» **What is needed**
Copy out the listing below word for word, leaving out the pictures.

» **Dataset entries**

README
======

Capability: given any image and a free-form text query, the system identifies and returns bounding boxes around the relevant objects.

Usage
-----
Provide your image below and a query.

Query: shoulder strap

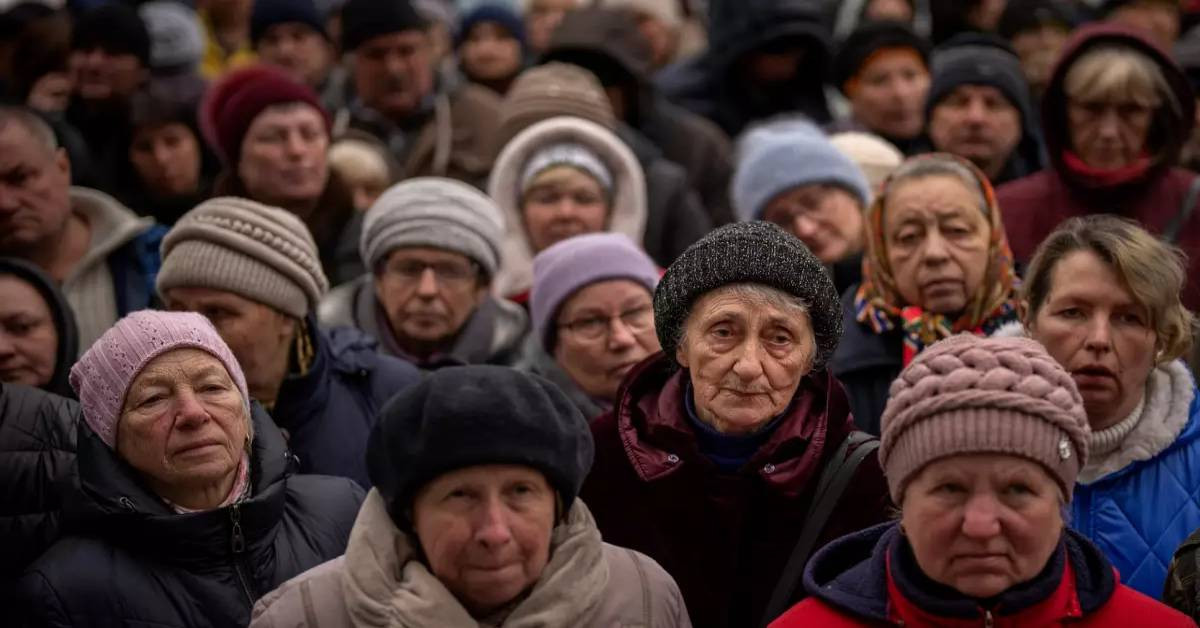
[1163,177,1200,244]
[762,431,880,626]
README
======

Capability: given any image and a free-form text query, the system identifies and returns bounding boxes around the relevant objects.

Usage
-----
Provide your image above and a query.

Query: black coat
[0,384,79,588]
[14,405,364,628]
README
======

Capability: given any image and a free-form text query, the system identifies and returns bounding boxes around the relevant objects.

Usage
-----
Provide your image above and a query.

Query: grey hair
[884,154,990,216]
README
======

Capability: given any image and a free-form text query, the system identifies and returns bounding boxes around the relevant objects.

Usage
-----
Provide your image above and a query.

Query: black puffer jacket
[0,384,79,588]
[14,405,364,628]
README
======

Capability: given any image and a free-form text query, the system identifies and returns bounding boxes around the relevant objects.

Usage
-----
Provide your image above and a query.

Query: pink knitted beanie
[880,334,1090,504]
[70,310,250,449]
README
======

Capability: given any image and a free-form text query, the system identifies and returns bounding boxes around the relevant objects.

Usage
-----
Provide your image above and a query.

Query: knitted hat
[880,334,1090,503]
[71,310,250,449]
[342,0,428,52]
[71,2,150,67]
[529,233,659,352]
[138,0,204,70]
[200,65,331,166]
[157,197,329,318]
[654,221,841,371]
[497,62,617,151]
[367,365,594,530]
[250,0,329,47]
[730,120,871,220]
[359,177,504,277]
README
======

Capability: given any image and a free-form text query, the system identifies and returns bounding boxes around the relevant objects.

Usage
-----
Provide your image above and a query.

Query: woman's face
[554,279,662,403]
[900,454,1063,598]
[413,465,557,617]
[238,103,329,207]
[130,122,202,198]
[0,275,59,388]
[1028,251,1158,430]
[521,166,608,253]
[883,175,991,315]
[116,348,250,508]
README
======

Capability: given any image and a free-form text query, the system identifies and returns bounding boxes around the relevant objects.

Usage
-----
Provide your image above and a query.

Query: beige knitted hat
[880,334,1091,504]
[157,197,329,318]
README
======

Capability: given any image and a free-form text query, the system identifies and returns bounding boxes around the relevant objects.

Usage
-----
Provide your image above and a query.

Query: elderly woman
[582,222,888,627]
[1022,216,1200,598]
[996,24,1200,309]
[830,154,1016,433]
[770,334,1193,628]
[200,66,365,286]
[16,311,362,626]
[251,366,691,628]
[487,116,647,301]
[526,233,661,419]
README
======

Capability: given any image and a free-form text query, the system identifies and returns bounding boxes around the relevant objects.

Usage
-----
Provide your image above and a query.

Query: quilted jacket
[1072,363,1200,599]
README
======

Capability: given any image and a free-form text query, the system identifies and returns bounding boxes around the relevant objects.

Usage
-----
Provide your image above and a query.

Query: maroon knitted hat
[200,65,331,166]
[880,334,1090,504]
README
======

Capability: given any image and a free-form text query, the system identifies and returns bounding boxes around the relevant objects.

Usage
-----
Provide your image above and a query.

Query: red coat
[580,354,889,628]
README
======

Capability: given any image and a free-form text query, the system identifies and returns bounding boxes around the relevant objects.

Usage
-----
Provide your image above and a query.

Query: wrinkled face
[929,85,1021,177]
[376,246,487,346]
[1028,251,1158,430]
[257,22,334,88]
[67,48,149,102]
[762,184,863,264]
[554,279,662,400]
[238,103,329,207]
[413,465,556,617]
[0,275,59,388]
[354,30,433,120]
[850,50,929,139]
[116,348,250,495]
[163,288,296,399]
[883,175,991,315]
[458,22,521,80]
[676,289,816,435]
[521,166,608,253]
[0,124,71,257]
[130,122,200,198]
[901,454,1063,598]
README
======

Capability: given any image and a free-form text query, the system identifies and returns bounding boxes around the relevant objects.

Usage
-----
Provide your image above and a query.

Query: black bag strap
[1163,177,1200,244]
[762,431,880,627]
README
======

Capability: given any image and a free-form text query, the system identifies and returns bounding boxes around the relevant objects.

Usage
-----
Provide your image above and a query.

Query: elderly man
[0,107,166,347]
[925,35,1043,185]
[581,222,888,627]
[335,0,499,185]
[158,197,418,486]
[320,177,528,370]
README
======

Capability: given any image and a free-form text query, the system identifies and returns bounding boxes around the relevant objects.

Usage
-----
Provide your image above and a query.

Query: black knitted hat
[367,365,594,530]
[654,221,841,371]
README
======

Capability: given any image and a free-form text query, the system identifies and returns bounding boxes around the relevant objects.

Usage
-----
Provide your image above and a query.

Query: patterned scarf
[854,154,1019,366]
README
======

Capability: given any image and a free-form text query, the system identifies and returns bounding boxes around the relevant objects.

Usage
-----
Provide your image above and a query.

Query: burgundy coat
[581,354,890,628]
[996,24,1200,309]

» **Result for this exercise**
README
======

Capability: given any image and a free-form text query, the system identifies and returns bounding boxes around the relevant objects.

Usage
-----
Provide your image below and a query.

Query: shoulder strap

[1163,177,1200,244]
[762,431,880,626]
README
======

Capability: given any image and a free-form text query, the system identifies and returns bounding boxes around the relevant objects.

Usage
-----
Provide your image above and a query.

Query: black coat
[0,384,79,588]
[14,405,364,628]
README
======

Capability: given any image and a free-form text query, the system identifies and returns bounding boxes around the relevant objects.

Usage
-----
Provide your image above and a query.

Query: grey hair
[884,154,990,216]
README
======

Capability: given any image and a free-form text query, the system identifies and returns bounding boxes around the relevant objects.

Usage
-----
Provide your image above and a query.

Query: black puffer jacket
[0,384,79,588]
[14,405,364,628]
README
======

Capability: given any image and a free-form text query, the system identifies and returns bounding boxes around the relevant objects.

Usage
-----
Provide your image above and a query.

Query: pink knitted beanie
[880,334,1090,504]
[70,310,250,449]
README
======

Capability: given any image and a free-form text query, the system identifies and returns bounding boxes around the relevant objects.

Usage
-----
Provide your image above and a query.

Query: knitted hat
[880,334,1090,503]
[71,310,250,449]
[342,0,428,52]
[71,2,150,67]
[529,233,659,352]
[138,0,204,70]
[200,65,331,166]
[157,197,329,318]
[654,221,841,371]
[497,62,617,151]
[367,365,594,530]
[250,0,329,47]
[730,120,871,220]
[359,177,504,277]
README
======

Capability: given any image and a free-form text query, the system identifies and returns bounding boxes around the relevant objects.

Usage
-----
Provide your image above and a query.

Query: woman's face
[554,279,662,403]
[900,454,1063,598]
[413,465,557,617]
[238,103,329,207]
[130,122,202,198]
[0,275,59,388]
[1028,251,1158,430]
[521,166,608,253]
[883,175,991,315]
[116,348,250,508]
README
======

Capability: given any image and a free-form text query, the system identifies and returns bounding boxes around the relevant objects.

Usage
-----
Provide your image above and a query.

Query: beige knitted hat
[880,334,1091,504]
[157,197,329,318]
README
======

Capability: given any image and a free-form text query, the system identifies and returns bounding boxes around the relevant objects.

Usage
-----
Provide your image above and a query.

Query: elderly woman
[582,222,888,627]
[1022,216,1200,598]
[996,24,1200,309]
[830,154,1016,433]
[770,334,1193,628]
[200,66,365,286]
[16,311,362,626]
[251,366,691,628]
[487,116,647,301]
[526,233,661,419]
README
======

Capability: given any image and a free-form text query, the system identifies and returns bounding boxes around the relevant objects.

Usage
-----
Provide your image above and a query.

Query: quilted jacket
[1072,363,1200,599]
README
======

Capability: given any image and a free-form text query, the system identifies and returns bounding boxes around the relevant objects.

Usage
-----
Provide your image above and a query.

Query: maroon knitted hat
[200,65,331,166]
[880,334,1090,504]
README
======

Capability: given any image and a free-form text query, the system identifies and returns bounding boxes around the relevant objects.

Usage
-----
Provide your image above and a query.

Query: red coat
[580,354,889,628]
README
======

Capability: given any image and a free-form text query, the system identifies and returns bounding boxes around the relevant objects.

Usage
-----
Provide your image above and a query.

Query: wrinkled face
[929,85,1021,177]
[376,246,487,346]
[1028,251,1158,430]
[257,22,334,88]
[67,48,149,102]
[762,184,863,264]
[554,279,662,400]
[238,103,329,207]
[413,465,556,617]
[0,275,59,388]
[354,30,433,120]
[850,50,929,139]
[116,348,250,495]
[163,288,296,399]
[883,175,991,315]
[458,22,521,80]
[676,289,816,435]
[521,166,608,253]
[0,124,71,257]
[130,122,200,198]
[901,454,1063,598]
README
======

Capability: given any image and a free-form text query, the system identifies and returns bounding boxes around the relevant objects.

Usage
-----
Provide your image above and a query.

Query: black bag strap
[1163,177,1200,244]
[762,431,880,627]
README
======

Capability: given any image and a free-form text query, the system identifies and returns bounding boxes around the relevant objects.

Usage
-----
Provide your image above and a query.

Query: elderly man
[0,107,166,347]
[925,35,1043,185]
[581,222,888,627]
[335,0,499,185]
[158,197,418,486]
[320,177,528,370]
README
======

Capability: given any image and a free-form text query, the system identifies and returns bounding boxes around the relevant objects.

Usage
-----
Provide your image above and a query.

Query: black knitted hat
[367,365,594,530]
[654,221,841,371]
README
======

Capability: given any image and a free-form text query, the system identifies and returns bounding boxes around the relevant objects.

Usage
-----
Provide your image above and a query.

Query: patterned scarf
[854,154,1019,366]
README
======

Capability: given any image and a free-form text query, the system identifies and returns bounding boxes around the relevant objects.

Usage
-----
Provide your image above and a query.

Query: burgundy coat
[581,354,890,628]
[996,24,1200,309]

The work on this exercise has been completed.